• **TEXT PASSAGE**
╭──

# Generic\USB Card Reader Driver v2.2e4\FlashIcon.exe"



## lamoure121 (Feb 16, 2008)

Help! This Flash Icon fails to start about 50% of the time I boot up my laptop. So, then I have to go and start it manually. I have run all kinds of scans and repairs on it and cannot find an answer to the problem. Anyone have a fix for this? Thanks, LML :4-dontkno


----------



## brow96 (Oct 24, 2004)

lamoure121 said:


> Help! This Flash Icon fails to start about 50% of the time I boot up my laptop. So, then I have to go and start it manually. I have run all kinds of scans and repairs on it and cannot find an answer to the problem. Anyone have a fix for this? Thanks, LML :4-dontkno



Can you provide us with the Make and model number of the computer in question? At a PURE GUESS it looks like you have a old version installed and it's creating problems for you. There is, also, a possibility that this is a Win98 version installed in an XP system, which brings another problem, if this is a Win98 version. The last is ONLY a possibility.

HTH

Bill


----------



## lamoure121 (Feb 16, 2008)

My laptop is an e-machines M6810, Now owned by Gateway.


----------



## brow96 (Oct 24, 2004)

lamoure121 said:


> My laptop is an e-machines M6810, Now owned by Gateway.


I am going to assume that this has something to do with your 6-in-1 carder, correct? If I'm wrong please correct me.

╰──

• **TASK 1**
List each distinct sentence in the forum thread that ends with a question mark, counting a quoted repeat only once.
The forum thread and the rows that follow it were taken from unrelated sources.

• **THE DATA**

╭──

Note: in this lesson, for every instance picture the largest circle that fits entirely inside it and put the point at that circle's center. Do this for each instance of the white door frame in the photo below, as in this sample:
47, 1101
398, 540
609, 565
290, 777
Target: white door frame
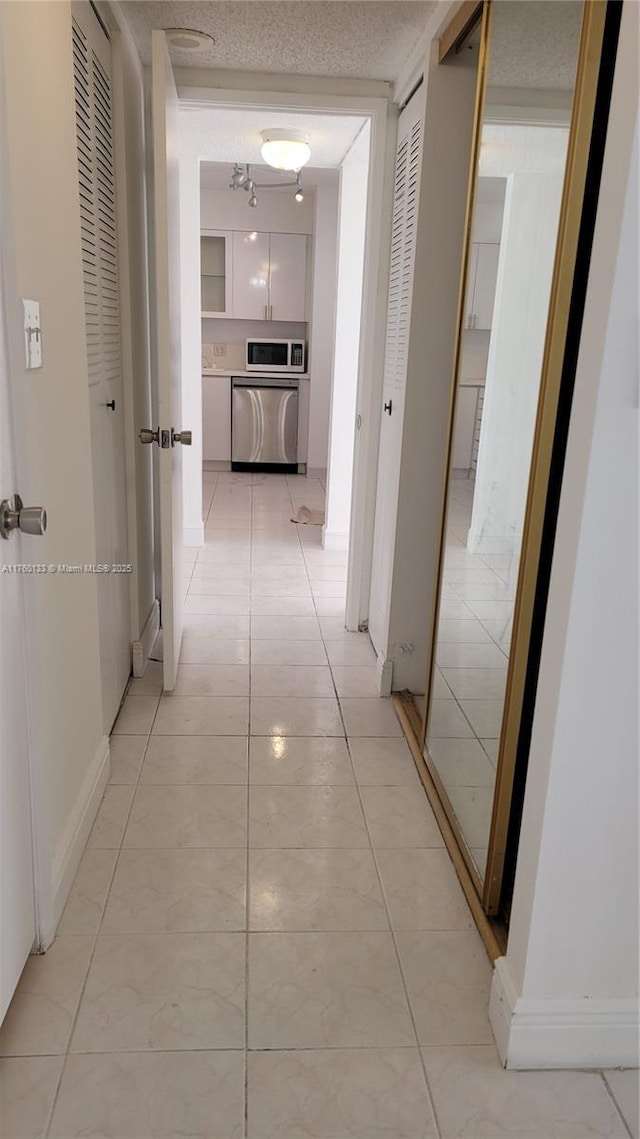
382, 115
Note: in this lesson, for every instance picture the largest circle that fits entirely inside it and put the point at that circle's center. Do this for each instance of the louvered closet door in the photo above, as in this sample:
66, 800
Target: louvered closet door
91, 63
407, 188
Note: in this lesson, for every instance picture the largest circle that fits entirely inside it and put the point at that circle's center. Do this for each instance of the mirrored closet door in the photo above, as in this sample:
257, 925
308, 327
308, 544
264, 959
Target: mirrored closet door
532, 136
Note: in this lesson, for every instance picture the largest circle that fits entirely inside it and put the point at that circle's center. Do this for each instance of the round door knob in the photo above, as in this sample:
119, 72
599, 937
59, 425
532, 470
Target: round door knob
32, 519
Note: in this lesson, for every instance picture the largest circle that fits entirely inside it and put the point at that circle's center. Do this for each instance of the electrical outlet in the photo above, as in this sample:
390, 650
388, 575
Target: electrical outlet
32, 334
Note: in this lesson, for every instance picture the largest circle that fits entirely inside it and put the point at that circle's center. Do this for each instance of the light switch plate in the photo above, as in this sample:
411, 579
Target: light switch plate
32, 334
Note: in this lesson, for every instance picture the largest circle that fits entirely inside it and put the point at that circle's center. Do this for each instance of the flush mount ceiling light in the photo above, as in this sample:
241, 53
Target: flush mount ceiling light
188, 39
285, 149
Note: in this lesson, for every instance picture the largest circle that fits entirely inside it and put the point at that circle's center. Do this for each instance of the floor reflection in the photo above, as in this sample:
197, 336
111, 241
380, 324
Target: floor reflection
472, 657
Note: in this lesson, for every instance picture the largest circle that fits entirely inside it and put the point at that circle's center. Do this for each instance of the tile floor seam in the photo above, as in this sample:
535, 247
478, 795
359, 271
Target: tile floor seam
615, 1103
97, 934
396, 951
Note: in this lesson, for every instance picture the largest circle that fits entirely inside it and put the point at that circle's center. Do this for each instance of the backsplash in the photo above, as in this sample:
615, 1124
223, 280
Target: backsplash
224, 341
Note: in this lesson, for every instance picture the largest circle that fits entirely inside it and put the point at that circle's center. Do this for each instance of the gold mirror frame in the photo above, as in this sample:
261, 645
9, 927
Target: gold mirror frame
564, 269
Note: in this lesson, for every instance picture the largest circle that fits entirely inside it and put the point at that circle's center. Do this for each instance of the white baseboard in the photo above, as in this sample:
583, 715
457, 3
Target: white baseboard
71, 846
140, 650
581, 1033
384, 675
335, 539
478, 542
194, 535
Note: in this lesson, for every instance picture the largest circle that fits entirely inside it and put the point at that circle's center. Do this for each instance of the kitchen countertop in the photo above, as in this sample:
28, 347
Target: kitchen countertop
255, 375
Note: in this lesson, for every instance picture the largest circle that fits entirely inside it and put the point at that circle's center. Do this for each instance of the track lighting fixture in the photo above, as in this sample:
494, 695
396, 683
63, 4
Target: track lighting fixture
241, 180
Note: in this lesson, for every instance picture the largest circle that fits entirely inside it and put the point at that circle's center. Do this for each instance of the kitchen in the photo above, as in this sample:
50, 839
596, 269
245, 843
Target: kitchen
263, 255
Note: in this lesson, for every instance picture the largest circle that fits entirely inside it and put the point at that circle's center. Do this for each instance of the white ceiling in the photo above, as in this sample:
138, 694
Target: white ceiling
234, 136
352, 39
518, 149
534, 43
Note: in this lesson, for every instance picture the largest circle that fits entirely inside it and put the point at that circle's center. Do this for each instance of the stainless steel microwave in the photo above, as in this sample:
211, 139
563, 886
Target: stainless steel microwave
275, 355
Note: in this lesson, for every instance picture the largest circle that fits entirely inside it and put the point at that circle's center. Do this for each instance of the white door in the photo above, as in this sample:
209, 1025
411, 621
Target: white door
470, 287
407, 187
287, 277
93, 119
167, 386
17, 908
251, 276
486, 278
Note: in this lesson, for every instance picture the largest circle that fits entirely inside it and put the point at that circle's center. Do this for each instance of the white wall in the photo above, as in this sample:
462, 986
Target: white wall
322, 325
189, 174
234, 334
566, 993
354, 175
514, 368
70, 754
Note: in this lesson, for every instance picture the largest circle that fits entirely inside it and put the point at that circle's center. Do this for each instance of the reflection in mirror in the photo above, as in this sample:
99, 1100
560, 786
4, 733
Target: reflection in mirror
515, 218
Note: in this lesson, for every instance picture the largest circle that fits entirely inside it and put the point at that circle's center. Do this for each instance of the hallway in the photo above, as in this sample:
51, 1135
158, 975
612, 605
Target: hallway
267, 936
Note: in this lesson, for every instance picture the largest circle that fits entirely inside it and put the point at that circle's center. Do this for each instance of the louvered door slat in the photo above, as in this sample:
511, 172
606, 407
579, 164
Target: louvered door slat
97, 210
402, 255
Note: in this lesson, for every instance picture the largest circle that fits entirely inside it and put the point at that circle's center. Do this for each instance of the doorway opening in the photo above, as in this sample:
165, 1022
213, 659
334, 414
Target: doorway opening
284, 273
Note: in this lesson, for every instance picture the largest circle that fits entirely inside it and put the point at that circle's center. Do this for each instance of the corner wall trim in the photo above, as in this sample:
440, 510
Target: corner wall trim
335, 540
140, 649
581, 1033
194, 535
72, 844
317, 473
384, 674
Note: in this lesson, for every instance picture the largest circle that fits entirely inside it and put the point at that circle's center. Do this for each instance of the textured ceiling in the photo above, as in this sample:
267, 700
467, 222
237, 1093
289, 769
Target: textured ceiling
234, 136
534, 43
516, 149
352, 39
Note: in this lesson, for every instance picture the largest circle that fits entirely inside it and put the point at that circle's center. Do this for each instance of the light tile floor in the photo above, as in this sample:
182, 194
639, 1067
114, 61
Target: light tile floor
265, 936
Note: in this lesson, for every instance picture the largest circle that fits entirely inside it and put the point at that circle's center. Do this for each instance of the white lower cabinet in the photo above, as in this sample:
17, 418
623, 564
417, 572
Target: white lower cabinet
216, 418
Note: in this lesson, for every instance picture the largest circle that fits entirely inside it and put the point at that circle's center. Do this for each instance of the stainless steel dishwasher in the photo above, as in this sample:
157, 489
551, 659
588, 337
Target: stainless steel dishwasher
264, 412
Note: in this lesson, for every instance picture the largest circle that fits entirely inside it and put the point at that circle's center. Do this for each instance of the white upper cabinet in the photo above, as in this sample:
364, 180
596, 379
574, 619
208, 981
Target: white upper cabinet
215, 273
269, 276
251, 276
287, 277
481, 288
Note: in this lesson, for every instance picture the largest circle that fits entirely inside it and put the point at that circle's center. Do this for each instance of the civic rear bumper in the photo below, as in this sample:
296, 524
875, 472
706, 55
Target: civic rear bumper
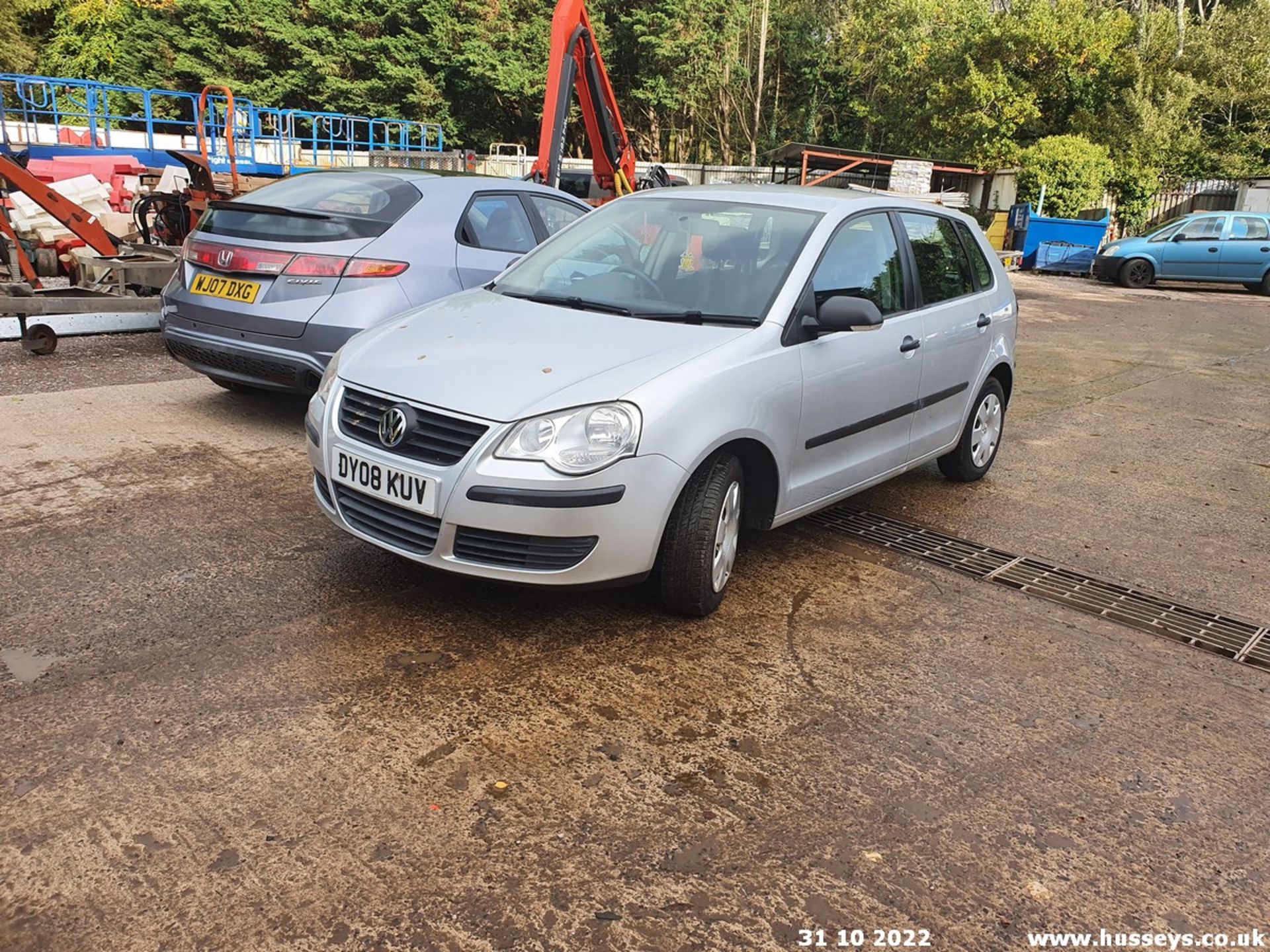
225, 356
511, 521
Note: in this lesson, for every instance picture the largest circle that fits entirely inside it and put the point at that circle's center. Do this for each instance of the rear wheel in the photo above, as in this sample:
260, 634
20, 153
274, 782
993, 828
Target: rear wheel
698, 547
1136, 273
234, 386
973, 455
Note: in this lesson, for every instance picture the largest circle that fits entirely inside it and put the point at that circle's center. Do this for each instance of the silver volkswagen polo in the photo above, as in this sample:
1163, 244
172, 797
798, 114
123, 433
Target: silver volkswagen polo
662, 372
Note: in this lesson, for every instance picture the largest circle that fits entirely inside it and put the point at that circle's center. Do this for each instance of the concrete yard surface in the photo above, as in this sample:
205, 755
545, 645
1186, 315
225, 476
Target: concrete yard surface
228, 725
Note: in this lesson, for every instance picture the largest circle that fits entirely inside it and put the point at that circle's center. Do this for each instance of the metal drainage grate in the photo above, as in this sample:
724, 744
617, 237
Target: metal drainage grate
1232, 637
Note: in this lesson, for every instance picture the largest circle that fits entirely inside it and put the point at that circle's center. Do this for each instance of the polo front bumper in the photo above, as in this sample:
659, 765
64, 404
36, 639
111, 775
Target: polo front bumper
507, 520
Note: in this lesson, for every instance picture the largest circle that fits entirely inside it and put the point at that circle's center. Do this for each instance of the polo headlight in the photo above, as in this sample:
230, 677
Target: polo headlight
578, 441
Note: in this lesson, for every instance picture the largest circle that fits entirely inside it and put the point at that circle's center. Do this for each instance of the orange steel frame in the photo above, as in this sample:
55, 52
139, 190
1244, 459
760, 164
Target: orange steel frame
81, 223
577, 61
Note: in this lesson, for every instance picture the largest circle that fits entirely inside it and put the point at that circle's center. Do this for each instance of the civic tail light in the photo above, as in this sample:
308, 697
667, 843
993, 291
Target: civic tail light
372, 268
317, 266
262, 260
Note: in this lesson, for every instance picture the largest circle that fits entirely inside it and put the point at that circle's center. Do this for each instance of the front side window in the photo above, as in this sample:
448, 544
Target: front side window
556, 214
1249, 229
694, 259
498, 223
943, 268
863, 260
1202, 229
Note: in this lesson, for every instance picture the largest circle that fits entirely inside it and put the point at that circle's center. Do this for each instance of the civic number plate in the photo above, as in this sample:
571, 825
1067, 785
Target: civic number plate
229, 288
396, 487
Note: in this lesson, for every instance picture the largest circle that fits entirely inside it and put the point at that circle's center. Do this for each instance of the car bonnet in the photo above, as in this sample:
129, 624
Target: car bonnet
503, 358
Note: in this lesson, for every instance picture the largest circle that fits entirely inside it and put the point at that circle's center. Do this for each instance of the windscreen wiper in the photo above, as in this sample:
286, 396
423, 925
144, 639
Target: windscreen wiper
577, 303
698, 317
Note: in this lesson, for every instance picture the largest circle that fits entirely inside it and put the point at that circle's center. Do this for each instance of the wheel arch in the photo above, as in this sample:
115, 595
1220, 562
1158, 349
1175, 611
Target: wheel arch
762, 476
1005, 375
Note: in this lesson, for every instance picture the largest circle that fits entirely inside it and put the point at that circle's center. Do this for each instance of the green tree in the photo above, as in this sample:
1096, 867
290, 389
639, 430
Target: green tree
1074, 171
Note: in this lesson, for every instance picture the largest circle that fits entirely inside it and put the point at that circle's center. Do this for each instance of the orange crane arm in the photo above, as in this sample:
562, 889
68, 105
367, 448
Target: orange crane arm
81, 223
577, 61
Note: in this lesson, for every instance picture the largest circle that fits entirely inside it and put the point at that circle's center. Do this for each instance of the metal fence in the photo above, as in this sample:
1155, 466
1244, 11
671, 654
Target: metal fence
1176, 198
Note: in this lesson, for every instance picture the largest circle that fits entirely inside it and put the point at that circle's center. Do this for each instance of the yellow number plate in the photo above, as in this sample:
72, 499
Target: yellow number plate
229, 288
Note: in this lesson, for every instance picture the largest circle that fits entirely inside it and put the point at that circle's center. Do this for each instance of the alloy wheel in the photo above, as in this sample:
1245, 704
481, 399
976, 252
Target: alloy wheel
987, 430
727, 537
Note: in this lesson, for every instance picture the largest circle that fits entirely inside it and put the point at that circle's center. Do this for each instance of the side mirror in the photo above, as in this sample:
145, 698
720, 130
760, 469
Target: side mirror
847, 313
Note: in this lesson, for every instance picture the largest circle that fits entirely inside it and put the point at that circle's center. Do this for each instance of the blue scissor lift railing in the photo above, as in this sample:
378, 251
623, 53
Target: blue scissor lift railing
103, 117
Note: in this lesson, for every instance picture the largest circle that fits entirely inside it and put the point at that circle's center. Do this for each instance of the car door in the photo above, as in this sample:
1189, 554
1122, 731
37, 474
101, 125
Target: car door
958, 301
1246, 253
860, 386
1194, 251
493, 231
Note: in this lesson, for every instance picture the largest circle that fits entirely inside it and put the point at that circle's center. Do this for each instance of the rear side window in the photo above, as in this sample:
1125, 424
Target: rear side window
556, 214
863, 260
982, 270
318, 206
943, 268
497, 223
1249, 229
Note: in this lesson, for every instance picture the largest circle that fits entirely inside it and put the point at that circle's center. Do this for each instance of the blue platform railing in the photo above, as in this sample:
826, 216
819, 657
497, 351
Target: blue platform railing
58, 116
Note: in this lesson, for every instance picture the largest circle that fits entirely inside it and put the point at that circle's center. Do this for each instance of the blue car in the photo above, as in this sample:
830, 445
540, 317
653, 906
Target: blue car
1227, 248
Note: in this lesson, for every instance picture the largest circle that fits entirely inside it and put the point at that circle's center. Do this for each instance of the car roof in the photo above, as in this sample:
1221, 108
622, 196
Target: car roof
431, 179
814, 198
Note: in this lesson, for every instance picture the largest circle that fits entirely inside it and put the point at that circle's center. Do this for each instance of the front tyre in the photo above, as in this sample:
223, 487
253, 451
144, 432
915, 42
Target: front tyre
973, 455
1136, 273
698, 547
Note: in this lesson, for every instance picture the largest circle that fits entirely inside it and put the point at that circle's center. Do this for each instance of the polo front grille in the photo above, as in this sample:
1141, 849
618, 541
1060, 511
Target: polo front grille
437, 438
272, 371
511, 550
393, 524
323, 489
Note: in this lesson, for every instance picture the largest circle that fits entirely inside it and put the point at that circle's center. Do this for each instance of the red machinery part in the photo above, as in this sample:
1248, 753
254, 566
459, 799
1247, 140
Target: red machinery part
64, 210
577, 61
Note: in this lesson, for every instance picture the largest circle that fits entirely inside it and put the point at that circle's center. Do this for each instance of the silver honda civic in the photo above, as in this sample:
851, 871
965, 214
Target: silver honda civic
662, 372
276, 281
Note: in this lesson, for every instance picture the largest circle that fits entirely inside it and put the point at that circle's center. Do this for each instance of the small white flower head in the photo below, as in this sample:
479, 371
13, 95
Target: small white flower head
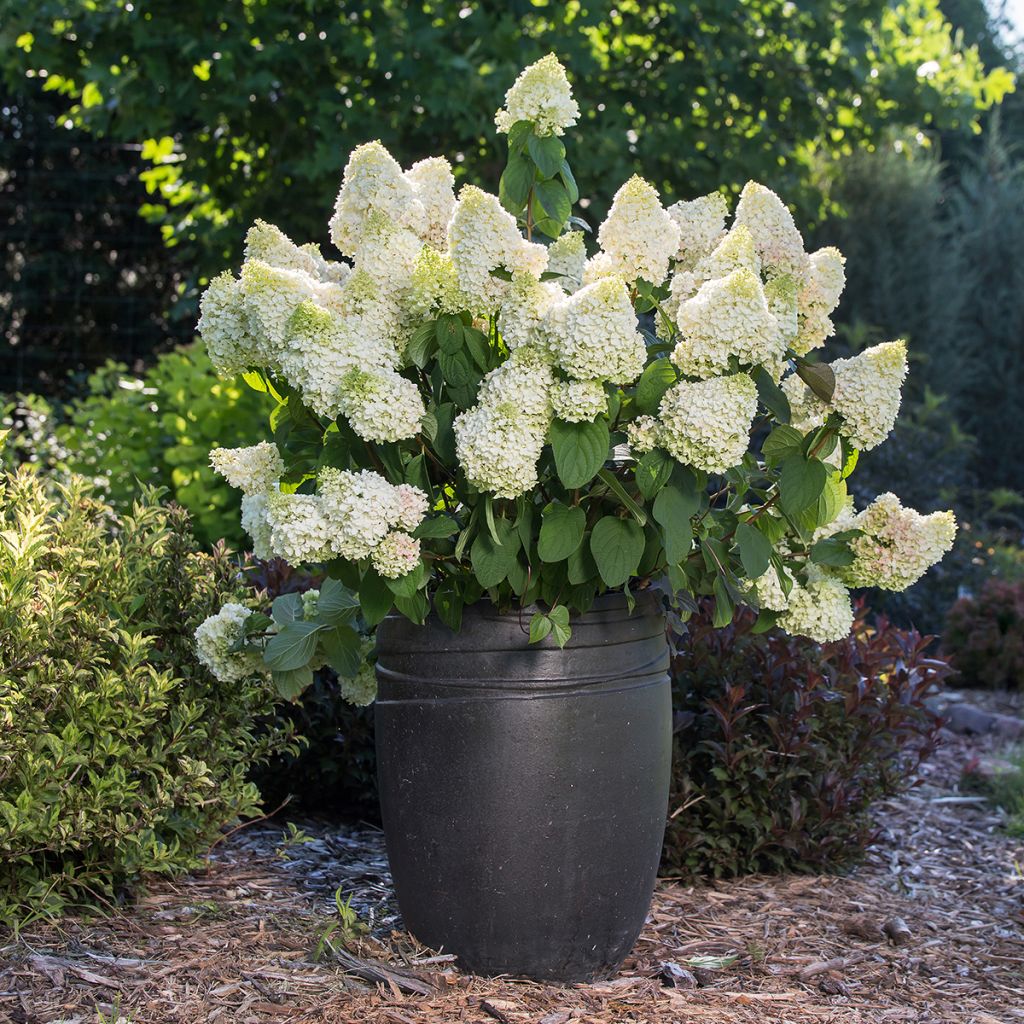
216, 635
359, 509
299, 532
707, 424
412, 507
543, 95
396, 555
899, 545
433, 184
270, 245
381, 404
643, 434
566, 257
223, 326
579, 401
638, 235
524, 308
483, 237
868, 392
256, 524
255, 470
820, 610
598, 338
700, 222
776, 238
729, 316
374, 181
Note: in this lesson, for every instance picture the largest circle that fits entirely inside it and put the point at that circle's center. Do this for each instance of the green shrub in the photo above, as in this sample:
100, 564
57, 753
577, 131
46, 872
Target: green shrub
985, 636
120, 755
159, 429
781, 744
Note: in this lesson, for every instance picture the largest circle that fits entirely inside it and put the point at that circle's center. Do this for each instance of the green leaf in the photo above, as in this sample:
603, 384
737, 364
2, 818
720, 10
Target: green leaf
422, 344
755, 550
781, 441
554, 199
337, 604
580, 450
293, 646
800, 483
540, 627
492, 562
772, 396
616, 546
561, 531
343, 649
376, 598
513, 188
547, 152
675, 505
291, 683
653, 471
818, 377
654, 381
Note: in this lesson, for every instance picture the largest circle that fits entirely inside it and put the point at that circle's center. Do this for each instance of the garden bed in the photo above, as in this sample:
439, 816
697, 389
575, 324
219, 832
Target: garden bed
235, 943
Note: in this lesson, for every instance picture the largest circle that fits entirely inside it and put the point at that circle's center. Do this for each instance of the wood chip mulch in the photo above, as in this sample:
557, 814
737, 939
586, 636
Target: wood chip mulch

╰──

• **TASK 2**
From the rows, pick out every line that contains the string "countertop", treating uppercase and lowercase as different.

• **EXERCISE ANSWER 1**
Anyone have a fix for this?
Can you provide us with the Make and model number of the computer in question?
I am going to assume that this has something to do with your 6-in-1 carder, correct?

• **EXERCISE ANSWER 2**
Note: in this lesson, for every instance picture the largest circle that fits entirely inside it and put the point at that circle's center. Do this for each instance of the kitchen countertop in the photo above, as in this sample:
Target: kitchen countertop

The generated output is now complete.